**Written task**
Beneath this sentence is a set of records; write each of them out exactly.

[Pointing records]
▼
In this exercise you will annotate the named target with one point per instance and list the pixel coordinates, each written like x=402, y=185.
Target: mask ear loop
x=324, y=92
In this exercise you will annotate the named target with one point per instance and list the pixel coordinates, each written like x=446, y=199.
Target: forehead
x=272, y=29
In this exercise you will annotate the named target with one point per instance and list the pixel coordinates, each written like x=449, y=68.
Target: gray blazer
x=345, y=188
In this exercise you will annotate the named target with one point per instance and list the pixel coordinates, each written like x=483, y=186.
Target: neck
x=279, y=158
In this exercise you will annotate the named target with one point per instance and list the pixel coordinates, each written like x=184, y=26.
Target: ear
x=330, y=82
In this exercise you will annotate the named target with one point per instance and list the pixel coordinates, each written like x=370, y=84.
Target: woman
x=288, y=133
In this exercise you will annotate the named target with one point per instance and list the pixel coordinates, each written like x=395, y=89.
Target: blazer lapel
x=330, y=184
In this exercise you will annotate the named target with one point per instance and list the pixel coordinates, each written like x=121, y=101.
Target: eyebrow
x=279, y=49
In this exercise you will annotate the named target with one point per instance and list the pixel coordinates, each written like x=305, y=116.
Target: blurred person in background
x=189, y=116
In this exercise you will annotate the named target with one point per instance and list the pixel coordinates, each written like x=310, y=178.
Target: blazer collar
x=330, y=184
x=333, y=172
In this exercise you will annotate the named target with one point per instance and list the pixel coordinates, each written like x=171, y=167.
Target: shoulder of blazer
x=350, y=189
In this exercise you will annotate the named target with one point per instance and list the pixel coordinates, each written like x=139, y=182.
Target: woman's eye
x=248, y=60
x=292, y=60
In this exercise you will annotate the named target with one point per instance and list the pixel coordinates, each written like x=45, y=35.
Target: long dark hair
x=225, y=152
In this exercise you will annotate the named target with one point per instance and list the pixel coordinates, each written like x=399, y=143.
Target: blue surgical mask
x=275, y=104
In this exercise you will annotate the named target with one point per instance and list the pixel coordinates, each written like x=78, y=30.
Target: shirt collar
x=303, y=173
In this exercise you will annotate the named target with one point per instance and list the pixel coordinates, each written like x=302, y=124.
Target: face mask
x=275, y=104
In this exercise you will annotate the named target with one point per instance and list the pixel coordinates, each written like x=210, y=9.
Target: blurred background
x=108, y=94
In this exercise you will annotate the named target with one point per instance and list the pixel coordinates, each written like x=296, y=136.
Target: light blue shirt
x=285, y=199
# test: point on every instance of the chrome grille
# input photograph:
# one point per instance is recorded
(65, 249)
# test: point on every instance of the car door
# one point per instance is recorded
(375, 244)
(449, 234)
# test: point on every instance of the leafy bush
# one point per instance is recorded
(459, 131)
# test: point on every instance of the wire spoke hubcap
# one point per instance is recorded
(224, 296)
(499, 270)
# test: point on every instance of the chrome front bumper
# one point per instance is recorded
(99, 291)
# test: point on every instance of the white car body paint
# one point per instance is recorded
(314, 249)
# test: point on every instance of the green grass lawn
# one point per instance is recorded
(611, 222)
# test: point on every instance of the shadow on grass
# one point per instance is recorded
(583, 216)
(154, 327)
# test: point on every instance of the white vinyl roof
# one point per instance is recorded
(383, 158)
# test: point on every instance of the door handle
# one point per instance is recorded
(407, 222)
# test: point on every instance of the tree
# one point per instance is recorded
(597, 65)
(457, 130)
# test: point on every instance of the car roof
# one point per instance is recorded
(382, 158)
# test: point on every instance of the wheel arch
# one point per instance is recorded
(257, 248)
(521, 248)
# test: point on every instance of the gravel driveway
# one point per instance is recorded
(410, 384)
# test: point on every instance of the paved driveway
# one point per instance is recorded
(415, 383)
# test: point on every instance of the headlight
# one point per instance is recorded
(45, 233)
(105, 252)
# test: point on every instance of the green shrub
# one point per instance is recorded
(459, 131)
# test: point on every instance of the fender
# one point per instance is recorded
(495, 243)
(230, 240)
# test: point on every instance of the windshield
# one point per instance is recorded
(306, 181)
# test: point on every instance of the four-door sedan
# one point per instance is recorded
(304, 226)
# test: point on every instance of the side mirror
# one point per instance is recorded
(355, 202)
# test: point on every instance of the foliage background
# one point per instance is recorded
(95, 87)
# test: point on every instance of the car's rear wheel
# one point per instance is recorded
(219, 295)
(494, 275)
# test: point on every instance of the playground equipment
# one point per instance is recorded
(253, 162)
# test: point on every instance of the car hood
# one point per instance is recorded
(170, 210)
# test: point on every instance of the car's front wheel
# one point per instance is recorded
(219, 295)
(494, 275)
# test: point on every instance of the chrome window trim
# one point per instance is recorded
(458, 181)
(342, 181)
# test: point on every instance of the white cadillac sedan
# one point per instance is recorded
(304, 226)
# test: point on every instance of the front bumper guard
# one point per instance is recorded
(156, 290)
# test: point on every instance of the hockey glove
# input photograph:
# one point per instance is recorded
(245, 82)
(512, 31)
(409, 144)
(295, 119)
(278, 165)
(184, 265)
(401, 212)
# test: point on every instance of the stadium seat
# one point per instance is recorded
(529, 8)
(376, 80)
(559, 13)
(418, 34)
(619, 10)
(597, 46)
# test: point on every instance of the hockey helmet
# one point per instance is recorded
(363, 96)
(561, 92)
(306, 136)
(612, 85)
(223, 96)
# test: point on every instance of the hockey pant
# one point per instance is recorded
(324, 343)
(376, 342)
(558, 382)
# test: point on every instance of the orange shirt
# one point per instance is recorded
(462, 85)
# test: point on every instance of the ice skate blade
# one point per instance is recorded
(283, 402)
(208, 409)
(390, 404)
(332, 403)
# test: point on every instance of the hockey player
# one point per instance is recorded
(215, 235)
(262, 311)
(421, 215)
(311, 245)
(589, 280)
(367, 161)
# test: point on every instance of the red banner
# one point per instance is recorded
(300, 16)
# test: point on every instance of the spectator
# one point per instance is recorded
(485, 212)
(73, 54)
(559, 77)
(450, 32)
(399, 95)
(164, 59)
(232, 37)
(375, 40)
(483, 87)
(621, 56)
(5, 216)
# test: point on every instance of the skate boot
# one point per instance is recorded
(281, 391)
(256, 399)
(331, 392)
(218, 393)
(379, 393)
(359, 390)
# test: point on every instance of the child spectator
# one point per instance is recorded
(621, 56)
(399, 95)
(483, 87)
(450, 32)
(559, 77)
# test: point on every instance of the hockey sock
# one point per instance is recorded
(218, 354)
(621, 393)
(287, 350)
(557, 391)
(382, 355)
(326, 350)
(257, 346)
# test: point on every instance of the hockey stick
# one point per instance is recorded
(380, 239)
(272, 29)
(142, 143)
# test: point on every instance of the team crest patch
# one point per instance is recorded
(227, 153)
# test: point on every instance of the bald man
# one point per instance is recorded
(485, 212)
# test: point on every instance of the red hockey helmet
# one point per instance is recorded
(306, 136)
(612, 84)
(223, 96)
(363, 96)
▲
**Correct output**
In this exercise you will annotate the named target with one point per instance and list the pixel coordinates, each written like x=402, y=185.
Target: mask ear loop
x=324, y=92
In this exercise you will annotate the named target with one point per instance and list the pixel coordinates, each written like x=446, y=199.
Target: forehead
x=272, y=29
In this exercise you will annotate the named target with one point per instance and list the pixel coordinates, each written like x=449, y=68.
Target: gray blazer
x=345, y=188
In this exercise you will annotate the named target with one point per instance and list the pixel coordinates, each written like x=483, y=186.
Target: neck
x=279, y=158
In this exercise you will annotate the named target with one point per instance and list the pixel coordinates, each written like x=184, y=26.
Target: ear
x=330, y=82
In this exercise you will annotate the named target with one point per instance and list the pixel coordinates, each written like x=370, y=84.
Target: woman
x=288, y=133
In this exercise you will annotate the named target with one point per instance and list the pixel coordinates, each written like x=395, y=89.
Target: blazer lapel
x=330, y=184
In this exercise you will annotate the named target with one point per instance and list the pixel coordinates, each written like x=121, y=101.
Target: eyebrow
x=279, y=49
In this exercise you will annotate the named target with one point per instance and list the pixel coordinates, each written like x=305, y=116.
Target: blurred person in background
x=189, y=116
In this exercise you will annotate the named target with one point per instance and list the pixel coordinates, each written like x=310, y=178.
Target: blazer collar
x=330, y=184
x=333, y=172
In this exercise you will annotate the named target with one point per instance and list the pixel coordinates, each written like x=171, y=167.
Target: shoulder of blazer
x=350, y=189
In this exercise you will annotate the named target with one point per instance and list the pixel coordinates, each written like x=139, y=182.
Target: woman's eye
x=248, y=60
x=292, y=60
In this exercise you will annotate the named target with one point per instance and list the pixel coordinates, each written like x=45, y=35.
Target: long dark hair
x=225, y=152
In this exercise you will annotate the named target with one point per instance and list the pixel coordinates, each written like x=399, y=143.
Target: blue surgical mask
x=275, y=104
In this exercise you will annotate the named target with one point per instance and list the pixel coordinates, each written like x=78, y=30.
Target: shirt collar
x=303, y=173
In this exercise you will annotate the named target with one point per instance and list the pixel coordinates, each written like x=302, y=124.
Target: face mask
x=275, y=104
In this exercise you will annotate the named target with one point per instance and list the pixel coordinates, each written like x=210, y=9.
Target: blurred background
x=108, y=94
In this exercise you will annotate the named target with one point per instance and list the pixel coordinates, each written like x=296, y=136.
Target: light blue shirt
x=285, y=199
# test: point on every instance of the chrome grille
# input photograph:
# one point per instance is recorded
(65, 249)
# test: point on every instance of the car door
# one point per instance is recorded
(375, 244)
(449, 234)
# test: point on every instance of the leafy bush
# one point per instance is recorded
(459, 131)
# test: point on every instance of the wire spoke hubcap
# one point per instance is recorded
(224, 296)
(499, 270)
# test: point on every instance of the chrome front bumper
# one point per instance is recorded
(99, 291)
# test: point on every instance of the white car body paint
# one point per instance is recorded
(314, 249)
# test: point on every instance of the green grass lawn
# one point per instance is recorded
(611, 222)
# test: point on every instance of the shadow on grass
# one point per instance is recorded
(583, 216)
(154, 327)
# test: point on every instance of the white vinyl roof
# one point per instance is recorded
(383, 158)
# test: point on every instance of the door handle
# one point per instance is recorded
(407, 222)
# test: point on every instance of the tree
# one point per instance is recorded
(597, 65)
(457, 130)
# test: point on every instance of the car roof
# one point per instance is recorded
(382, 158)
# test: point on every instance of the wheel arch
# one point per instance is recorded
(257, 248)
(521, 248)
# test: point on every instance of the gravel driveway
# one point per instance is recorded
(410, 384)
# test: point on every instance of the paved driveway
# one point per instance is recorded
(415, 383)
# test: point on every instance of the headlight
# one point per instance is recorded
(45, 233)
(105, 252)
# test: point on every instance of the green shrub
# one point per instance is recorded
(459, 131)
# test: point on every instance of the fender
# one point per instance is recorded
(495, 243)
(230, 240)
# test: point on every instance of the windshield
# one point per instance is recorded
(306, 181)
# test: point on every instance of the four-door sedan
# one point per instance is recorded
(304, 226)
# test: point on every instance of the side mirror
# one point per instance is recorded
(355, 202)
# test: point on every instance of the foliage background
# one point per instance is recorded
(95, 87)
# test: point on every instance of the car's rear wheel
# one point per instance is recorded
(219, 295)
(494, 275)
# test: point on every instance of the playground equipment
# one point per instance is recorded
(253, 162)
# test: point on every instance of the car hood
# one point per instance is recorded
(170, 210)
# test: point on every instance of the car's front wheel
# one point per instance is recorded
(219, 295)
(494, 275)
# test: point on every instance of the chrome window trim
# one point per instance is recorded
(458, 181)
(342, 181)
# test: point on every instance of the white cadillac sedan
# one point per instance is recorded
(304, 226)
# test: point on every instance of the front bumper guard
# one point per instance is recorded
(156, 290)
# test: point on every instance of the hockey glove
# input photograph:
# one point per instance is recorded
(245, 82)
(512, 31)
(409, 144)
(295, 119)
(278, 165)
(184, 265)
(401, 212)
# test: point on every instance of the stadium seat
# one point per instance is recorded
(529, 8)
(376, 80)
(559, 13)
(418, 34)
(619, 10)
(597, 46)
# test: point on every instance of the hockey helmet
# one point per instance is recorded
(363, 96)
(561, 92)
(306, 136)
(612, 85)
(223, 96)
# test: point on every instance of the hockey pant
# one point per instance is recorded
(324, 343)
(376, 342)
(558, 382)
# test: point on every instance of the orange shirt
# one point per instance is recorded
(462, 85)
# test: point on every instance of the ice skate blade
# one point per instance is recorded
(283, 402)
(208, 409)
(390, 404)
(332, 403)
# test: point on every instance of the hockey player
# one point per instance is recorded
(215, 235)
(262, 311)
(421, 215)
(311, 245)
(589, 280)
(367, 161)
# test: point on every instance of the red banner
# one point per instance is recorded
(300, 16)
# test: point on every instance of the spectator
# one point per instance is recorded
(485, 212)
(73, 54)
(559, 77)
(450, 32)
(399, 95)
(164, 59)
(232, 37)
(375, 40)
(483, 87)
(621, 56)
(5, 216)
# test: point on every instance of the skate boot
# one point per instance is recorded
(281, 391)
(256, 399)
(331, 392)
(218, 393)
(379, 393)
(359, 390)
# test: point on every instance of the child spectator
# one point per instance is recorded
(621, 56)
(399, 95)
(483, 87)
(450, 32)
(559, 77)
# test: point on every instance of the hockey sock
# one point per instance is recorded
(218, 354)
(621, 393)
(287, 350)
(557, 391)
(382, 355)
(326, 350)
(257, 346)
# test: point on every instance of the hockey stick
# one point per instance is recorded
(380, 239)
(272, 29)
(142, 143)
# test: point on every instance of the team crest patch
# one point per instance is recorded
(227, 153)
# test: point on every instance of the bald man
# one point per instance is recorded
(485, 212)
# test: point on every instance of the red hockey helmet
# one point per instance is recorded
(306, 136)
(612, 84)
(223, 96)
(363, 96)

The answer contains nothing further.